Several lines:
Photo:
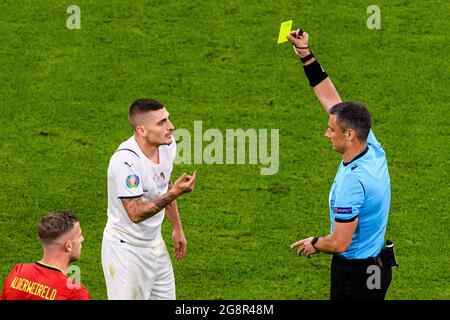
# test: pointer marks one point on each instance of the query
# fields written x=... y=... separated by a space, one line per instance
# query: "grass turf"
x=65 y=94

TO BE DONE: Lay out the lines above as a JSON list of strings, one string per line, with blank lines omitted. Leave the pictures out of the list.

TASK RESULT:
[
  "Photo:",
  "# test: pointer marks one point on each instance of the query",
  "# fields written x=... y=... separated by a space, one line per instance",
  "# query: \"grass turf\"",
  "x=65 y=94"
]